Action item:
Hunt through the lines below for the string "dark" and copy each one that has it.

= Beginning of Section =

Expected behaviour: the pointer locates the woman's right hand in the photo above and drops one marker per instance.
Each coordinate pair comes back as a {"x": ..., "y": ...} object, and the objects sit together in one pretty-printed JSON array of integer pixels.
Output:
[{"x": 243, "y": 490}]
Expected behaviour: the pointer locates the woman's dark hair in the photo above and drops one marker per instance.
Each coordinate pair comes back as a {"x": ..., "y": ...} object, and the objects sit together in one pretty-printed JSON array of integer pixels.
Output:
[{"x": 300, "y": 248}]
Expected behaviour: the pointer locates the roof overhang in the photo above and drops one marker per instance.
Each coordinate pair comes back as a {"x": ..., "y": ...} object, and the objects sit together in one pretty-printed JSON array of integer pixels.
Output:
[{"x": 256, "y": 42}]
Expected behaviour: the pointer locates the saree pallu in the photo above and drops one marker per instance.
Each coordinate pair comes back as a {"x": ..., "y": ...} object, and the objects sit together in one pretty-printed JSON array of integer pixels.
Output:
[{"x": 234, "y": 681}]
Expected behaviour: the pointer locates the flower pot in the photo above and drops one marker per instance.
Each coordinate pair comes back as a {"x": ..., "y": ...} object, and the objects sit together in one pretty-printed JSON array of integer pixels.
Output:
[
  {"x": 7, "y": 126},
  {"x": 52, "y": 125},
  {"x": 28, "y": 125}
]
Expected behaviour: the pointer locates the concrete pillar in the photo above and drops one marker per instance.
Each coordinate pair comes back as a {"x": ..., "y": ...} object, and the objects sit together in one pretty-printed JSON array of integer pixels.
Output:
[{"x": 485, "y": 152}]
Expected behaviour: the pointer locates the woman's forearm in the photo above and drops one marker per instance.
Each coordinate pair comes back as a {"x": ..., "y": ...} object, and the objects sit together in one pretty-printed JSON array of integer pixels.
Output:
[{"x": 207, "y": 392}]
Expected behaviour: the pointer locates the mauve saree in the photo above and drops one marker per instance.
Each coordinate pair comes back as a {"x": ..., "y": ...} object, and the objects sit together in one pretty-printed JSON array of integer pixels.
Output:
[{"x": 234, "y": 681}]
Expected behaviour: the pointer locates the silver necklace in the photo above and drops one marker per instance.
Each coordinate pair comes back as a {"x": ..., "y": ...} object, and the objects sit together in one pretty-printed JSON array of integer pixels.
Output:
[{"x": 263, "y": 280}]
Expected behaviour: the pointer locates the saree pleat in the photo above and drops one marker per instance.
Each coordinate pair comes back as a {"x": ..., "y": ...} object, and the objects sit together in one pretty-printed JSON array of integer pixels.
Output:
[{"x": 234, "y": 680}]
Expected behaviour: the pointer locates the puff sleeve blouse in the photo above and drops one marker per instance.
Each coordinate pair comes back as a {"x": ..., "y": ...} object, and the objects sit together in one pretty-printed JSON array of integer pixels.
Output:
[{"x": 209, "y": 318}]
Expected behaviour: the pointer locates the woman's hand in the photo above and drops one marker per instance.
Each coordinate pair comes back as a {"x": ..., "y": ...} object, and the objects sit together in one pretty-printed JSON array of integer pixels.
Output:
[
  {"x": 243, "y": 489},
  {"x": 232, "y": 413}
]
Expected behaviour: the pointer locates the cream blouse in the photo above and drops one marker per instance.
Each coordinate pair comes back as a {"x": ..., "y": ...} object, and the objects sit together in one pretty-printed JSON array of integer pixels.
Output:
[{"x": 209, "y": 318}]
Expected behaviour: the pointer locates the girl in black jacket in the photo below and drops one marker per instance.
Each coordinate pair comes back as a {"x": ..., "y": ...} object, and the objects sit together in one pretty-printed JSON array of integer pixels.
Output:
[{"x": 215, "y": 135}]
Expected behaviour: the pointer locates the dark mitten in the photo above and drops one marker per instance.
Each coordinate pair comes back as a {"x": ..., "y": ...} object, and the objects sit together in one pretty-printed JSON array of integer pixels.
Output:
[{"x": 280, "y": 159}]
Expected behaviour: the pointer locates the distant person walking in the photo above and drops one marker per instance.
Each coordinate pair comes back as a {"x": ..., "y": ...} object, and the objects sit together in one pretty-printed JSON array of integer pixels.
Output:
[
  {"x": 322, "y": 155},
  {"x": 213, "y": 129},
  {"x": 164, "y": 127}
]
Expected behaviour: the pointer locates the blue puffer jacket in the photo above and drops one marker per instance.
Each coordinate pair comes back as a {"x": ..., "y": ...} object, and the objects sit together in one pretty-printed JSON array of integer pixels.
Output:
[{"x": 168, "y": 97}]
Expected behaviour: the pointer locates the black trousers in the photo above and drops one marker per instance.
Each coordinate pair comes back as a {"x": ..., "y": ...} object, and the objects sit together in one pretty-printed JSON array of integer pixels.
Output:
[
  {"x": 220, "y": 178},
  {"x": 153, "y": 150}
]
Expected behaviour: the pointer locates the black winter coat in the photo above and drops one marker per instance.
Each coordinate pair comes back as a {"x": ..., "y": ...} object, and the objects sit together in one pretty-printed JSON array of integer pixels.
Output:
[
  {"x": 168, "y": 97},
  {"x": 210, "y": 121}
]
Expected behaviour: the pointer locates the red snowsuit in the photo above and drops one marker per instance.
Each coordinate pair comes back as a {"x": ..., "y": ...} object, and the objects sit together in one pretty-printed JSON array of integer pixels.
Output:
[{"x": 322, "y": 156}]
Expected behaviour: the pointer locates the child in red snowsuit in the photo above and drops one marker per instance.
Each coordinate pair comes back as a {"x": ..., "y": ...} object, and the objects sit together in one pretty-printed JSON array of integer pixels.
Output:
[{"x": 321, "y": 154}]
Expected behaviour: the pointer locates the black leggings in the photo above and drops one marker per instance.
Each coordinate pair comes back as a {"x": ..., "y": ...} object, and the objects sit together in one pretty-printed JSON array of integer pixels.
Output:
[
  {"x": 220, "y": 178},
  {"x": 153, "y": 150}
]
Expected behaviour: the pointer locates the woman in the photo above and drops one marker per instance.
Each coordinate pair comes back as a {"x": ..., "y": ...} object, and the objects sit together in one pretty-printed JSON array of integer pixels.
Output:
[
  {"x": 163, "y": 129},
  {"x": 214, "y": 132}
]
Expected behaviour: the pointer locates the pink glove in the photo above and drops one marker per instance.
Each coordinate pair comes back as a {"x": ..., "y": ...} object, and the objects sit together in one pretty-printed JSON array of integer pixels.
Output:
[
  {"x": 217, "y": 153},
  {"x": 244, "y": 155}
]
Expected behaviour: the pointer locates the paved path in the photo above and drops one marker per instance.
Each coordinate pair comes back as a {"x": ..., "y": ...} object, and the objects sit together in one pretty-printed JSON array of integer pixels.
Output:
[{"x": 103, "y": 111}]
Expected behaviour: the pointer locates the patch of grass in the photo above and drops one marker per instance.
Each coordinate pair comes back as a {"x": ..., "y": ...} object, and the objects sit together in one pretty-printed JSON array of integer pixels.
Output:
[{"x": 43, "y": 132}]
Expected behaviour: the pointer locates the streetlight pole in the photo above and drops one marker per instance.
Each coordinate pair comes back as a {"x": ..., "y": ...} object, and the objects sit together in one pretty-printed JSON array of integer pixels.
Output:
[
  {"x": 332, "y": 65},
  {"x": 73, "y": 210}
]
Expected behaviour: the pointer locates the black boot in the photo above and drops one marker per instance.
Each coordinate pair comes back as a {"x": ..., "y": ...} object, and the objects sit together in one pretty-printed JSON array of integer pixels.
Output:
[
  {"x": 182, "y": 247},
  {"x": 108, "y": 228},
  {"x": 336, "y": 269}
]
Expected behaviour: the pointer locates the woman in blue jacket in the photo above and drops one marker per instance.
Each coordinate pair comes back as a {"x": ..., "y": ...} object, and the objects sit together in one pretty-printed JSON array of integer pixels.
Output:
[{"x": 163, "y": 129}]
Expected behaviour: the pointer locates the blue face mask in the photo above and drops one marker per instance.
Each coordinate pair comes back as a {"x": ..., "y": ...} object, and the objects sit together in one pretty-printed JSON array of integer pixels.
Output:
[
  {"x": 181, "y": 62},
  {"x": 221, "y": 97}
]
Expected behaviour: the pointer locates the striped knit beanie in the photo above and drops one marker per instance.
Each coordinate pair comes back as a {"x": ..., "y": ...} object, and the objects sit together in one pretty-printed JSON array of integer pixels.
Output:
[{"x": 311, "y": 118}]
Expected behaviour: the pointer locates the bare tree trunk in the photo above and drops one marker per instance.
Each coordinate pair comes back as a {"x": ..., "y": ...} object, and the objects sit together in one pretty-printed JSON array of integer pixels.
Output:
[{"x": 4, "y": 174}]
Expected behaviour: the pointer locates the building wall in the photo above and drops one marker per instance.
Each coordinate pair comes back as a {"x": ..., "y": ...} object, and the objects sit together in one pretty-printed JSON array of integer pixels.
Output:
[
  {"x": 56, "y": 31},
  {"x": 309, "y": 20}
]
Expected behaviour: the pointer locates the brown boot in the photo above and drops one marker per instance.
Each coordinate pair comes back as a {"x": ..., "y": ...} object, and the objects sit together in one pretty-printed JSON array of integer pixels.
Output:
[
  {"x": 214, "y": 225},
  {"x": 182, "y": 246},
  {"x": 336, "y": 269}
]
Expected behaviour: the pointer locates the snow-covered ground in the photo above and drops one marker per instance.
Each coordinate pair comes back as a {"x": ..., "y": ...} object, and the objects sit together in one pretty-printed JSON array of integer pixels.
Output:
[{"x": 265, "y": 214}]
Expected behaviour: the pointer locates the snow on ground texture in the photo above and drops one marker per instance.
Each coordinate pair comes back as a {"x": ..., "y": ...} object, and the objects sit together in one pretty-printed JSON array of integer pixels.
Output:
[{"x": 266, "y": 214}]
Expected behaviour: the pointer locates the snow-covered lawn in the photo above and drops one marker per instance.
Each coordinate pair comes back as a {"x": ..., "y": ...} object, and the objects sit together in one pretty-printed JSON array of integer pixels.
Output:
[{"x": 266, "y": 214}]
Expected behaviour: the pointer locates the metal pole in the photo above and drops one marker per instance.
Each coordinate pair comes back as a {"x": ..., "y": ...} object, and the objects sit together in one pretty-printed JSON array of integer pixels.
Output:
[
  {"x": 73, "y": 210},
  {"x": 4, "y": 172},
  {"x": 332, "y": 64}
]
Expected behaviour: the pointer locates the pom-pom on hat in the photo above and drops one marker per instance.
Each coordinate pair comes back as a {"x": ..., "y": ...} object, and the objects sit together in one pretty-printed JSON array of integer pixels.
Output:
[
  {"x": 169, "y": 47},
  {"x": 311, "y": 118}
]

= End of Section =

Your solution:
Expected behaviour: the pointer locates the woman's dark hair in the photo above and drops one marker per instance.
Expected behaviour: the pointer locates the dark mitten in the photo above and drops one marker per instance.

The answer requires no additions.